What to produce:
Each entry is to be retyped without alteration, and no picture is to be included.

Data section:

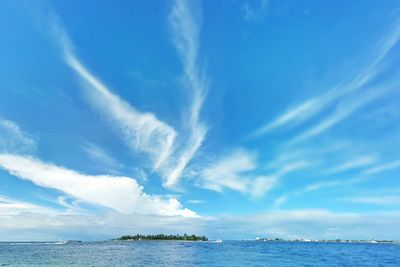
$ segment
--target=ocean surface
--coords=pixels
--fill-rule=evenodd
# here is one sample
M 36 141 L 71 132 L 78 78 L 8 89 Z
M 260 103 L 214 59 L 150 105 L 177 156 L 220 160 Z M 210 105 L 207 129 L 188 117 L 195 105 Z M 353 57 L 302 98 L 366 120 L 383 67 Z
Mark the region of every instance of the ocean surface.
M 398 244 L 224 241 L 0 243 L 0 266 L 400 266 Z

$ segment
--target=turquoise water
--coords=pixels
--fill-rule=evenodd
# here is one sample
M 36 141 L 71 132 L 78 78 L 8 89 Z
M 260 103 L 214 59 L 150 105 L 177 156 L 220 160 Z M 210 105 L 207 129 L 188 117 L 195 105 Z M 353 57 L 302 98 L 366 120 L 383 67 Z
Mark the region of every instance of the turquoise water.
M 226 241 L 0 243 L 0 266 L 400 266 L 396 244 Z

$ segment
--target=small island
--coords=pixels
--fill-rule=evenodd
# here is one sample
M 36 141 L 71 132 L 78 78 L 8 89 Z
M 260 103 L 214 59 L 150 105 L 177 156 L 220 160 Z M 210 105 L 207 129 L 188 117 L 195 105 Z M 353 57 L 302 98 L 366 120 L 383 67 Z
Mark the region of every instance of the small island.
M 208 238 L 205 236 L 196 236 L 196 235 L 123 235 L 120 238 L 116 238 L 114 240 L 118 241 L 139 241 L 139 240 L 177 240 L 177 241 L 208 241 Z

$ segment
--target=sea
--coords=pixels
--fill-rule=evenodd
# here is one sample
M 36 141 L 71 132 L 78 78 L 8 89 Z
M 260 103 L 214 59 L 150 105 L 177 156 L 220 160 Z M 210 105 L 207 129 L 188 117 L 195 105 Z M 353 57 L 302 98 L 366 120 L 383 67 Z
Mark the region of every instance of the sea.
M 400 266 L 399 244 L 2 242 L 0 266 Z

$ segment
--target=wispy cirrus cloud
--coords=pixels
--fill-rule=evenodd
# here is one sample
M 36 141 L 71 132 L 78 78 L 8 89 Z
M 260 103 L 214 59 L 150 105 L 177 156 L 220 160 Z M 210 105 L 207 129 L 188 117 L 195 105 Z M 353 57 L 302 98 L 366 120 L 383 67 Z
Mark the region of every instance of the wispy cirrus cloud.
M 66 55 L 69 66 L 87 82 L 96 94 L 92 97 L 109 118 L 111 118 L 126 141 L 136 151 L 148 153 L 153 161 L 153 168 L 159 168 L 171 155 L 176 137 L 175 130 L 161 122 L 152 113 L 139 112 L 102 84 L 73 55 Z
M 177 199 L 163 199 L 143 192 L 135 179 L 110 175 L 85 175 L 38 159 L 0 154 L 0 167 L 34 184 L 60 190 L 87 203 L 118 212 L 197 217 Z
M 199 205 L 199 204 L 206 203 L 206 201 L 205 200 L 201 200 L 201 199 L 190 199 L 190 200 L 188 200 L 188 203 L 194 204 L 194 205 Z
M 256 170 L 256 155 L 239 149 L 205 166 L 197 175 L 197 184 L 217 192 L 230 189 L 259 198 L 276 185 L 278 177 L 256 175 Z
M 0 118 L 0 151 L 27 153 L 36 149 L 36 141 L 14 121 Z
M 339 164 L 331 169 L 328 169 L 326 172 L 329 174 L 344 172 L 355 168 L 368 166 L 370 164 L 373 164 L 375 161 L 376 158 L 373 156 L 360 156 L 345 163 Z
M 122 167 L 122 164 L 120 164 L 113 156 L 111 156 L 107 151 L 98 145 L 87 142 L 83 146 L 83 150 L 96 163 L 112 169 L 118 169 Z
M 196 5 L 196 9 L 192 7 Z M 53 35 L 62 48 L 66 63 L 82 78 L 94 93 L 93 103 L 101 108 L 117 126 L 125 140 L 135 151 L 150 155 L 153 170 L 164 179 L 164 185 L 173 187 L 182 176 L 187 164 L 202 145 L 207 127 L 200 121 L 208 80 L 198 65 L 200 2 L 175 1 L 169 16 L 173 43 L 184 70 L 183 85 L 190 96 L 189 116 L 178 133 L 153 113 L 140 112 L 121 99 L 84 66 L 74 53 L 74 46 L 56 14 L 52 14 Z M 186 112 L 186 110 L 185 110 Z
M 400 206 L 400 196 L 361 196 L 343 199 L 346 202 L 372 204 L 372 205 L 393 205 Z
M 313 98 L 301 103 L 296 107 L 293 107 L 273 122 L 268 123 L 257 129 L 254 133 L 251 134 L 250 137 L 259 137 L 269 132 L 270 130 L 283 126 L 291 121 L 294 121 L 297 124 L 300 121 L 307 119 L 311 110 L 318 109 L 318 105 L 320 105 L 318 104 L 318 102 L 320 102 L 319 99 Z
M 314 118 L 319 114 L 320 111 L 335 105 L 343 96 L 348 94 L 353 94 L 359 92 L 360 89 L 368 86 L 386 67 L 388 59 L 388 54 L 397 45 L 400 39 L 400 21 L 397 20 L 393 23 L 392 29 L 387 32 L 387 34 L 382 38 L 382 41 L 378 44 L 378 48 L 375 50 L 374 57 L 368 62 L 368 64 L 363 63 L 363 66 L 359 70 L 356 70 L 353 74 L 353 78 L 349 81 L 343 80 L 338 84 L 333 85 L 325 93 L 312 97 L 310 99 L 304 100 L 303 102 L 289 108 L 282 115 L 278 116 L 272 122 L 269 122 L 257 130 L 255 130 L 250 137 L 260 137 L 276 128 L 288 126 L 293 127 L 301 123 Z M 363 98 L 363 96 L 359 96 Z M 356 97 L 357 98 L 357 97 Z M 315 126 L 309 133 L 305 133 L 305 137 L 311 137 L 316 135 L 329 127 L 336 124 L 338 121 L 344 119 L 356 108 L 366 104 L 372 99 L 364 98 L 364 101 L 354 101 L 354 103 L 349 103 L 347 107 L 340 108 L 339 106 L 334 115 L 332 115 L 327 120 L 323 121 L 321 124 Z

Result of the task:
$ segment
--target=ocean surface
--coords=pixels
--fill-rule=evenodd
# here is one sample
M 36 141 L 71 132 L 78 78 L 8 89 Z
M 260 103 L 214 59 L 150 105 L 177 156 L 220 160 Z M 210 105 L 207 129 L 188 117 L 195 105 Z M 353 57 L 302 98 L 366 120 L 383 67 Z
Mark the region of every instance of the ocean surface.
M 398 244 L 224 241 L 0 243 L 0 266 L 400 266 Z

$ segment
--target=turquoise water
--coords=pixels
--fill-rule=evenodd
# here is one sample
M 36 141 L 71 132 L 78 78 L 8 89 Z
M 260 103 L 214 59 L 150 105 L 177 156 L 220 160 Z M 210 105 L 207 129 L 188 117 L 195 105 Z M 353 57 L 302 98 L 366 120 L 383 67 Z
Mark the region of every instance of the turquoise water.
M 226 241 L 0 243 L 0 266 L 400 266 L 396 244 Z

$ segment
--target=small island
--coords=pixels
--fill-rule=evenodd
# here is one sample
M 36 141 L 71 132 L 78 78 L 8 89 Z
M 260 103 L 214 59 L 150 105 L 177 156 L 220 160 Z M 210 105 L 207 129 L 188 117 L 195 105 Z M 353 57 L 302 98 L 366 120 L 383 67 Z
Mark the region of every instance of the small island.
M 208 238 L 205 236 L 196 236 L 196 235 L 123 235 L 120 238 L 116 238 L 114 240 L 118 241 L 139 241 L 139 240 L 177 240 L 177 241 L 208 241 Z

$ segment
--target=sea
--coords=pixels
--fill-rule=evenodd
# here is one sample
M 36 141 L 71 132 L 78 78 L 8 89 Z
M 260 103 L 214 59 L 150 105 L 177 156 L 220 160 Z M 210 105 L 207 129 L 188 117 L 195 105 Z M 353 57 L 302 98 L 366 120 L 383 67 Z
Mark the region of every instance of the sea.
M 400 266 L 399 244 L 2 242 L 0 266 Z

$ segment
--target=wispy cirrus cloud
--coords=pixels
--fill-rule=evenodd
# here is one sample
M 36 141 L 71 132 L 78 78 L 8 89 Z
M 260 103 L 214 59 L 150 105 L 177 156 L 220 160 Z M 210 105 L 207 129 L 188 117 L 195 105 Z M 353 57 L 302 98 L 366 120 L 383 67 Z
Mark the region of every instance of the wispy cirrus cloud.
M 66 55 L 69 66 L 87 82 L 96 94 L 92 97 L 109 118 L 111 118 L 126 141 L 136 151 L 148 153 L 153 161 L 153 168 L 159 168 L 171 155 L 176 137 L 175 130 L 161 122 L 152 113 L 139 112 L 102 84 L 73 55 Z
M 177 199 L 163 199 L 143 192 L 135 179 L 110 175 L 85 175 L 38 159 L 0 154 L 0 167 L 34 184 L 60 190 L 87 203 L 118 212 L 197 217 Z
M 199 205 L 199 204 L 206 203 L 206 201 L 205 200 L 201 200 L 201 199 L 190 199 L 190 200 L 188 200 L 188 203 L 194 204 L 194 205 Z
M 256 170 L 256 155 L 239 149 L 205 166 L 197 175 L 197 184 L 217 192 L 230 189 L 259 198 L 276 185 L 278 177 L 256 175 Z
M 0 118 L 0 151 L 27 153 L 36 149 L 36 141 L 14 121 Z
M 339 164 L 331 169 L 328 169 L 326 172 L 329 174 L 344 172 L 355 168 L 368 166 L 370 164 L 373 164 L 375 161 L 376 158 L 373 156 L 360 156 L 345 163 Z
M 122 167 L 122 164 L 120 164 L 113 156 L 111 156 L 107 151 L 98 145 L 87 142 L 83 146 L 83 150 L 96 163 L 112 169 L 118 169 Z
M 196 5 L 196 9 L 192 7 Z M 53 35 L 62 48 L 66 63 L 82 78 L 94 93 L 93 103 L 101 108 L 117 126 L 125 140 L 135 151 L 150 155 L 153 170 L 164 179 L 164 185 L 173 187 L 182 176 L 187 164 L 202 145 L 207 127 L 200 121 L 208 80 L 198 65 L 200 2 L 175 1 L 169 16 L 173 43 L 184 70 L 183 85 L 190 96 L 189 116 L 178 133 L 153 113 L 140 112 L 121 99 L 84 66 L 74 53 L 74 46 L 56 14 L 52 14 Z M 186 112 L 186 110 L 185 110 Z
M 400 206 L 400 196 L 361 196 L 343 199 L 346 202 L 372 204 L 372 205 L 393 205 Z
M 313 98 L 301 103 L 296 107 L 293 107 L 273 122 L 268 123 L 257 129 L 254 133 L 251 134 L 250 137 L 259 137 L 269 132 L 270 130 L 283 126 L 291 121 L 294 121 L 297 124 L 300 121 L 307 119 L 311 110 L 318 109 L 318 105 L 320 105 L 318 104 L 318 102 L 320 102 L 319 99 Z
M 314 118 L 319 114 L 320 111 L 335 105 L 343 96 L 348 94 L 353 94 L 359 92 L 360 89 L 368 86 L 386 67 L 388 59 L 388 54 L 397 45 L 400 39 L 400 21 L 397 20 L 393 23 L 392 29 L 387 32 L 387 34 L 382 38 L 382 41 L 378 44 L 378 48 L 375 50 L 374 57 L 368 62 L 368 64 L 363 63 L 363 66 L 359 70 L 356 70 L 353 74 L 353 78 L 349 81 L 343 80 L 338 84 L 333 85 L 325 93 L 312 97 L 310 99 L 304 100 L 303 102 L 289 108 L 282 115 L 278 116 L 272 122 L 269 122 L 257 130 L 255 130 L 250 137 L 260 137 L 276 128 L 288 126 L 293 127 L 301 123 Z M 363 98 L 363 96 L 359 96 Z M 356 97 L 357 98 L 357 97 Z M 315 126 L 309 133 L 305 133 L 305 137 L 311 137 L 316 135 L 329 127 L 336 124 L 338 121 L 344 119 L 356 108 L 366 104 L 372 99 L 364 98 L 364 101 L 354 101 L 354 103 L 349 103 L 347 107 L 340 108 L 339 106 L 334 115 L 332 115 L 327 120 L 323 121 L 321 124 Z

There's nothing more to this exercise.